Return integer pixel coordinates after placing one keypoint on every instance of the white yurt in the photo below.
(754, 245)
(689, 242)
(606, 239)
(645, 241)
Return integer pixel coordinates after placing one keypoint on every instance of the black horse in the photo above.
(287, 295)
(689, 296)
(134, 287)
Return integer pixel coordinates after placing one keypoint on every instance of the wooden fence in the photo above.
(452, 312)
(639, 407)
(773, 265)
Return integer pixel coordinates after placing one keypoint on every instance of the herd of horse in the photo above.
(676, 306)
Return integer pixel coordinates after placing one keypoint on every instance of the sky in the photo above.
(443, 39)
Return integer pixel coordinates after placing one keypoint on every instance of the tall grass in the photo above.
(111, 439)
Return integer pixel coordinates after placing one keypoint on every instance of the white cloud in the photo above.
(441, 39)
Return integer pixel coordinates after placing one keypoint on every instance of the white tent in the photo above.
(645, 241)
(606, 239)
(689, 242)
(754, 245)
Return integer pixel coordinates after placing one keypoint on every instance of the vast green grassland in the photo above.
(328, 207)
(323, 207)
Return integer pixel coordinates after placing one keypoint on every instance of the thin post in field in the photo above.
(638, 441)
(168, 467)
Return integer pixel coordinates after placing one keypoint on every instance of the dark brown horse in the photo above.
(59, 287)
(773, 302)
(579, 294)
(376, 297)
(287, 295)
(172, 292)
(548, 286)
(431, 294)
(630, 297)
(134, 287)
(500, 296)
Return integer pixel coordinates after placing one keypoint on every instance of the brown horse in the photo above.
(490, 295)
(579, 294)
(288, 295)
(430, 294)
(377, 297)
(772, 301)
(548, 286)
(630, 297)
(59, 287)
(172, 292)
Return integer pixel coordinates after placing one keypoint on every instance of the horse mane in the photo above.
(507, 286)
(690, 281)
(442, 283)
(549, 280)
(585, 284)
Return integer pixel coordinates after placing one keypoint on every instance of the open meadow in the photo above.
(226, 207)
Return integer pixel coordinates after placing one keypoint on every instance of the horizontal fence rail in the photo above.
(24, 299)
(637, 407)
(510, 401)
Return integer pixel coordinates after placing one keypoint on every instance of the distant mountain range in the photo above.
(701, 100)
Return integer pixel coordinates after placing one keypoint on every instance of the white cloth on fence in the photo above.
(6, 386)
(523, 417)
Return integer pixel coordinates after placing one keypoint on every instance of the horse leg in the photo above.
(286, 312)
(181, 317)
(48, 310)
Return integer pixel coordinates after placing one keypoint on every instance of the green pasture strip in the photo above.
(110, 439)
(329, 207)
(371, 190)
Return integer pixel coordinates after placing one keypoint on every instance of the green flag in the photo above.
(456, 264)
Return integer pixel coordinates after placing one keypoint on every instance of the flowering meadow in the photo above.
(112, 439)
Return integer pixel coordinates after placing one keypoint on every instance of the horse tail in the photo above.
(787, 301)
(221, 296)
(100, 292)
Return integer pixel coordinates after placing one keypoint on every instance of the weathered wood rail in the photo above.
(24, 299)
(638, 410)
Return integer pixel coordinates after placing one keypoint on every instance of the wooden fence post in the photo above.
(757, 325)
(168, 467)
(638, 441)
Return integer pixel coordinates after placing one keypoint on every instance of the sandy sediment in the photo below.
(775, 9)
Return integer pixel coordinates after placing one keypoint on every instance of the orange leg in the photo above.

■ **What the task requires**
Reproduce verbatim the lines of the entries above, starting with the line that contains "sediment in the photo below." and ending with the final line of the entries, both included.

■ **Solution for this problem**
Return integer pixel coordinates after placing one keypoint on every instance of the sandy sediment in the photo below.
(775, 9)
Return integer pixel coordinates after placing one keypoint on every instance of the orange leg in the photo above.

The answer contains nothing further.